### Document excerpt
Song by Sublime

from the album Sublime
- Language: English
- Released: July 30, 1996
- Genre: Alternative hip hop; reggae fusion;
- Length: 3:53
- Label: Gasoline Alley; MCA;
- Songwriters: Marshall Goodman; Michael Happoldt; Bradley Nowell; Lawrence Parker;
- Producer: David Kahne

= April 29, 1992 (Miami) =

1996 song by Sublime

"April 29, 1992 (Miami)" is a song written by American rock band Sublime in 1996 from their eponymous album Sublime. The song title refers to the date of the beginning of the 1992 Los Angeles riots, of which news spread throughout the United States following the acquittal of four police officers accused in the videotaped beating of Rodney King.

### Data entries
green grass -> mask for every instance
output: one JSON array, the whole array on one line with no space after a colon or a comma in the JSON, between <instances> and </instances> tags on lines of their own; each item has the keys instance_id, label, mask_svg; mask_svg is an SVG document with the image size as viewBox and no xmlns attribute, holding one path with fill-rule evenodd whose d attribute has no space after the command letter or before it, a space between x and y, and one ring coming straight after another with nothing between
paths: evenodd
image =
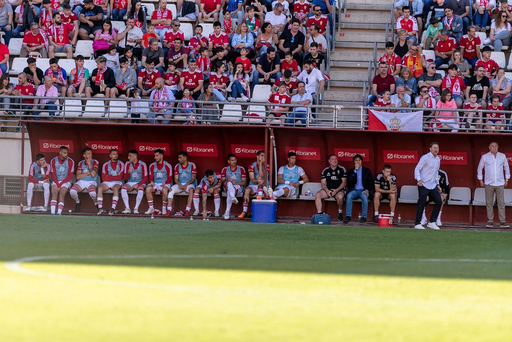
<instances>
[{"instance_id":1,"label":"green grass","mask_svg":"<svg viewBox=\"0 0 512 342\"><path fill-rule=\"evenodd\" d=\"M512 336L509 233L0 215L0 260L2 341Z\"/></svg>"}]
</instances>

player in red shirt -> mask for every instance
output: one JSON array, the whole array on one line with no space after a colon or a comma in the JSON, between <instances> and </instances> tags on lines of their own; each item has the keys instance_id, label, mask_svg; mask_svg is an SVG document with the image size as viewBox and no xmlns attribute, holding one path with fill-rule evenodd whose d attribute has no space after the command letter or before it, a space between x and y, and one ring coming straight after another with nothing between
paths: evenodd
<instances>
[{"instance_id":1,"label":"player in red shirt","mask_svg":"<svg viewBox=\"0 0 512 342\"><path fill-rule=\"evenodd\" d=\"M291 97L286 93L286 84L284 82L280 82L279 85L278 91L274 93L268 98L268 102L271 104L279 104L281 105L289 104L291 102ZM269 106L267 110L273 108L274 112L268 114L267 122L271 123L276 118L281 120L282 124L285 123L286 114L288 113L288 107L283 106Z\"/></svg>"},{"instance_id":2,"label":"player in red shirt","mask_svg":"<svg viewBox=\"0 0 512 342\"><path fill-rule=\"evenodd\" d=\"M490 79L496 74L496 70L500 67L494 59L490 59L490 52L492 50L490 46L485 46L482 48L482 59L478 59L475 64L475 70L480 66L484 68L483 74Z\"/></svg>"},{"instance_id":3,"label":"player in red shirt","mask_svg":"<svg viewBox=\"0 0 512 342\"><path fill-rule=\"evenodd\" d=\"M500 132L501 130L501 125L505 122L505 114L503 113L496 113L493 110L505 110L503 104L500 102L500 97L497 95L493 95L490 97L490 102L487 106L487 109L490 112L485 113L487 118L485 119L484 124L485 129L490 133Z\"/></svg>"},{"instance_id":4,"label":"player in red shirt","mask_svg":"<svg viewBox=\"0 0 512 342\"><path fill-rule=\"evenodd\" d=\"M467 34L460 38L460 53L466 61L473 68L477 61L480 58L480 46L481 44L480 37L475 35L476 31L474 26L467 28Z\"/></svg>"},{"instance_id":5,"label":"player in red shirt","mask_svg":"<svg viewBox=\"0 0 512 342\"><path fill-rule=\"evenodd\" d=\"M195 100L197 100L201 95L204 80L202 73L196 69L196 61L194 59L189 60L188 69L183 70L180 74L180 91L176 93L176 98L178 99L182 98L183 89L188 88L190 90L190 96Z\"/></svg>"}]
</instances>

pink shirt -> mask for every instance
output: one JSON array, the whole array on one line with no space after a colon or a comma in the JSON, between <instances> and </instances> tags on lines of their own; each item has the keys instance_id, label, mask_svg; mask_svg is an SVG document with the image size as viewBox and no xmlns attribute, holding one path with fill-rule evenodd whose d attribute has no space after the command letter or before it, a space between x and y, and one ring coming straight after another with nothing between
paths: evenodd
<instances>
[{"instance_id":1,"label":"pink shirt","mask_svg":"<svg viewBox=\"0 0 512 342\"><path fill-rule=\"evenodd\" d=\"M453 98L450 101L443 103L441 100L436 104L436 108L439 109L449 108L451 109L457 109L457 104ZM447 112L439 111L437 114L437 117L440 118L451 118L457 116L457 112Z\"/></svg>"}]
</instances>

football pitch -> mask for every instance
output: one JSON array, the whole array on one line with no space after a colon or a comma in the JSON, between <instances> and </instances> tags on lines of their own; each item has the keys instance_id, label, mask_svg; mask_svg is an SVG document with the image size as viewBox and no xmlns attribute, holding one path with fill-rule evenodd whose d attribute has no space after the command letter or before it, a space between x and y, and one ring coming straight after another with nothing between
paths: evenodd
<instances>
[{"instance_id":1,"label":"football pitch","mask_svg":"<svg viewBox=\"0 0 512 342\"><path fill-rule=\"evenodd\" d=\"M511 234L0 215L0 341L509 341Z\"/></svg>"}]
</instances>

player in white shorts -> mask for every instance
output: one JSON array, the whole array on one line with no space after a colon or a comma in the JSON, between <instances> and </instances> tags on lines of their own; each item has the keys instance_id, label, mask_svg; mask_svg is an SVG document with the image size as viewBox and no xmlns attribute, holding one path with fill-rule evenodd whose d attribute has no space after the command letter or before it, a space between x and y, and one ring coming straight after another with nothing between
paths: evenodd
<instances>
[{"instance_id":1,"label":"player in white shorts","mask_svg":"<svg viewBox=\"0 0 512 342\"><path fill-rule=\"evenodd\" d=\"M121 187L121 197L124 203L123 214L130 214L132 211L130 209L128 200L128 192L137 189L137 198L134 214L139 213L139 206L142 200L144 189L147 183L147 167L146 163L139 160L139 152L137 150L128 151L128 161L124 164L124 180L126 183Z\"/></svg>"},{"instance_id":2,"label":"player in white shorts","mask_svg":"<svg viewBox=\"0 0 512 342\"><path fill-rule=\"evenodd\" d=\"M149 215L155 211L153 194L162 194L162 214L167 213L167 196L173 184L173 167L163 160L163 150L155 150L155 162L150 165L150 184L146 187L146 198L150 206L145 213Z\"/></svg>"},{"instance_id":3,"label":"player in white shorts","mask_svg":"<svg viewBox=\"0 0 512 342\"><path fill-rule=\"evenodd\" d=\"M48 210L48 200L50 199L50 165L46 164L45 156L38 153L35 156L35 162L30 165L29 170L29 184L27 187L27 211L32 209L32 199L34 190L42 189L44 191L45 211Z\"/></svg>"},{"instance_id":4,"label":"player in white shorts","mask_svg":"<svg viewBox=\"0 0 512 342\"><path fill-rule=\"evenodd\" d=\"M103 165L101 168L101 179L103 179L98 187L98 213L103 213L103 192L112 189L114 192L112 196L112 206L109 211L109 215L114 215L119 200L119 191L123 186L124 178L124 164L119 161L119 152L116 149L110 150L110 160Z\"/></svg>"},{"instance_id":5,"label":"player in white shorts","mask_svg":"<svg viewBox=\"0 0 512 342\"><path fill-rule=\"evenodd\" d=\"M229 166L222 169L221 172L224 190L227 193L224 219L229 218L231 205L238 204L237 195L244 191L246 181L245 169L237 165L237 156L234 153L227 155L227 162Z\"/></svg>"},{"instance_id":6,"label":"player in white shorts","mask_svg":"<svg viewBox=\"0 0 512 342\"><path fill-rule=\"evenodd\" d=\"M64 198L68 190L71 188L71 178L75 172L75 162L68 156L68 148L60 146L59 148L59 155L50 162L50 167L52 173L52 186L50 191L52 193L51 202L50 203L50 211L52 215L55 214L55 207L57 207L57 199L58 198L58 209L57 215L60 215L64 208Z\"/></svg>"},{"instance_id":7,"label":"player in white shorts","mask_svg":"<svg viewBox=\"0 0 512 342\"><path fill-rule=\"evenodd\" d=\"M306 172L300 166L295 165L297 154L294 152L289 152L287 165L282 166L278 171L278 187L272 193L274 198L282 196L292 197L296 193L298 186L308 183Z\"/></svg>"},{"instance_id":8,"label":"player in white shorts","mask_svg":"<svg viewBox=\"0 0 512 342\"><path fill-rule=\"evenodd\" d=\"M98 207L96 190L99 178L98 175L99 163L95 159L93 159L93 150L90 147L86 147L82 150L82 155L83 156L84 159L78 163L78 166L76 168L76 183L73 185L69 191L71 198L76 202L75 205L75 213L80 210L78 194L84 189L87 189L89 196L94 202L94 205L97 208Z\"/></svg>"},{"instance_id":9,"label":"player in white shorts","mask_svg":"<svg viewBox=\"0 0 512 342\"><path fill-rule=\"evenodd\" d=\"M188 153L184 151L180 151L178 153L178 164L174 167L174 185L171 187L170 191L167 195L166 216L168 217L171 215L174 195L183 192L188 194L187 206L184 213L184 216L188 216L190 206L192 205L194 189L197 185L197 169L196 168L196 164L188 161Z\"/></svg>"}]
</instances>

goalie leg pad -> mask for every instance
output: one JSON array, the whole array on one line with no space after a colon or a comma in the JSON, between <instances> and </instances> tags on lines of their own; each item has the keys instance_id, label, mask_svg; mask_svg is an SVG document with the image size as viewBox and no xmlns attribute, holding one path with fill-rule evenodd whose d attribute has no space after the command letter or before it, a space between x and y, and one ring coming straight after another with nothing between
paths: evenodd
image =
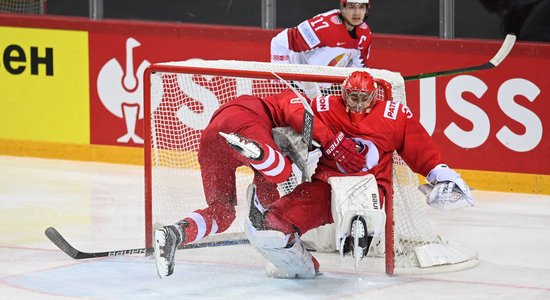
...
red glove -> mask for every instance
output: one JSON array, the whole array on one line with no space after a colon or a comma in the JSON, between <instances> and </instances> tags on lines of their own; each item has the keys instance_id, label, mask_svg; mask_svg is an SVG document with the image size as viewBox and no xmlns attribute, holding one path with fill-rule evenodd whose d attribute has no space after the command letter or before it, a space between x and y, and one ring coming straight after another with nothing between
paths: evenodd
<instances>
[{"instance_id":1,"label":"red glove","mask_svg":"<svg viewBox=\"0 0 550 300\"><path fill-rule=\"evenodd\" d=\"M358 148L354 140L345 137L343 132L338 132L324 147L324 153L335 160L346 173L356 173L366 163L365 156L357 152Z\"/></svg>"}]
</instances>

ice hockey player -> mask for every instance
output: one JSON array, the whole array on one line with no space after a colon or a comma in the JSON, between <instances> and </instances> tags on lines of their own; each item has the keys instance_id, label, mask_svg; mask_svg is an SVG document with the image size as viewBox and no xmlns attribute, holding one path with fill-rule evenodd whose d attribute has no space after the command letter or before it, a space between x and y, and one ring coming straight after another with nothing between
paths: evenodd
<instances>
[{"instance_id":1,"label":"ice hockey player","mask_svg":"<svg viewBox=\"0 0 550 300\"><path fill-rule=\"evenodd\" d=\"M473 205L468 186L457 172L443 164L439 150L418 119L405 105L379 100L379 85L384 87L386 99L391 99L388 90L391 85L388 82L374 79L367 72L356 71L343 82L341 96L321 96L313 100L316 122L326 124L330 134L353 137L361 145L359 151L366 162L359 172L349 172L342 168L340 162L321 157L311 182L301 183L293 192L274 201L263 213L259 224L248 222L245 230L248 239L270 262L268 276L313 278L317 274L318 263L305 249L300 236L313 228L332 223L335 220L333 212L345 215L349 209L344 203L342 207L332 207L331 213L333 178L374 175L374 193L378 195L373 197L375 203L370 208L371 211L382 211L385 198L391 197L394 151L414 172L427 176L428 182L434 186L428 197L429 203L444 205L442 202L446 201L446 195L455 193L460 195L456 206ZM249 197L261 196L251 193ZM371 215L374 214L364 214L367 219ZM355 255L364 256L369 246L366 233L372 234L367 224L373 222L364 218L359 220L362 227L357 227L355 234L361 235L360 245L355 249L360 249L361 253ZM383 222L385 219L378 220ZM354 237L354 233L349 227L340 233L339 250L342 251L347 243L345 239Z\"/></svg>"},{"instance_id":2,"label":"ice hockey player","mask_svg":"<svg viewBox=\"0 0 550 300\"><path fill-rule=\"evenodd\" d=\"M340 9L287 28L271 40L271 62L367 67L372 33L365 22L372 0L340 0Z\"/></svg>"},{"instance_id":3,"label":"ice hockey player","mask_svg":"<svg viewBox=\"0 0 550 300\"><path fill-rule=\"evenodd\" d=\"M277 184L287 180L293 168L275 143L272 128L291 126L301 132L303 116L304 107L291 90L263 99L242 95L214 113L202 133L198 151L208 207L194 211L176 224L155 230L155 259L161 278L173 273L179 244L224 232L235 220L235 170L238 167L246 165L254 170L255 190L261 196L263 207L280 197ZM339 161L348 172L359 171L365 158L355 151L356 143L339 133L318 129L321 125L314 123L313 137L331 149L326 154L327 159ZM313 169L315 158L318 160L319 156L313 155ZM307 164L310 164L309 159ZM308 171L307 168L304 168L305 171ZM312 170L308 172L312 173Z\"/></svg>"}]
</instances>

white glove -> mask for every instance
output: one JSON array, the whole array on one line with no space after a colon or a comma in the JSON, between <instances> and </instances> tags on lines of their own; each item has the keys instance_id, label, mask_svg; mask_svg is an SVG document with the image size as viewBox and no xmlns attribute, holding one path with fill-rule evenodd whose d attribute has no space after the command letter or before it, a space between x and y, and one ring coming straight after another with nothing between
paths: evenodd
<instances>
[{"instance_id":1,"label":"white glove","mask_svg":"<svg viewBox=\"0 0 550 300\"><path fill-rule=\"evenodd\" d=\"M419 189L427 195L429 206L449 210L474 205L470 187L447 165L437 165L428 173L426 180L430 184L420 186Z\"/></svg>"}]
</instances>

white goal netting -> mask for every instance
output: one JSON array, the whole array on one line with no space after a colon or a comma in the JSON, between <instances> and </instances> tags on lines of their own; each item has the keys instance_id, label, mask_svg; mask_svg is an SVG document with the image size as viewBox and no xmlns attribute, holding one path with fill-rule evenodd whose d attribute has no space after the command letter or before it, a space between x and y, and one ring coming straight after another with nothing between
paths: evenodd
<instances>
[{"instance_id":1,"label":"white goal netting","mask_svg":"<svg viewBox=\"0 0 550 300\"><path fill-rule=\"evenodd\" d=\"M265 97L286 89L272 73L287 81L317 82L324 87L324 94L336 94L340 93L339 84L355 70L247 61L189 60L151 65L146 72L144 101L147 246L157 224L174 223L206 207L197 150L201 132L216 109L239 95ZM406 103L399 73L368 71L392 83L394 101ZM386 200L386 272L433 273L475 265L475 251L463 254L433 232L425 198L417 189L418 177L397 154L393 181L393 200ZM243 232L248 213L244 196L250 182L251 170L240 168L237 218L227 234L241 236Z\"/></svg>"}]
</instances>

### Exercise instructions
In the song text, restate word for word the part starting with "from the album" and going on through "of Rodney King.". The records are separate material and have no connection to the song text.

### Written solution
from the album Sublime
- Language: English
- Released: July 30, 1996
- Genre: Alternative hip hop; reggae fusion;
- Length: 3:53
- Label: Gasoline Alley; MCA;
- Songwriters: Marshall Goodman; Michael Happoldt; Bradley Nowell; Lawrence Parker;
- Producer: David Kahne

= April 29, 1992 (Miami) =

1996 song by Sublime

"April 29, 1992 (Miami)" is a song written by American rock band Sublime in 1996 from their eponymous album Sublime. The song title refers to the date of the beginning of the 1992 Los Angeles riots, of which news spread throughout the United States following the acquittal of four police officers accused in the videotaped beating of Rodney King.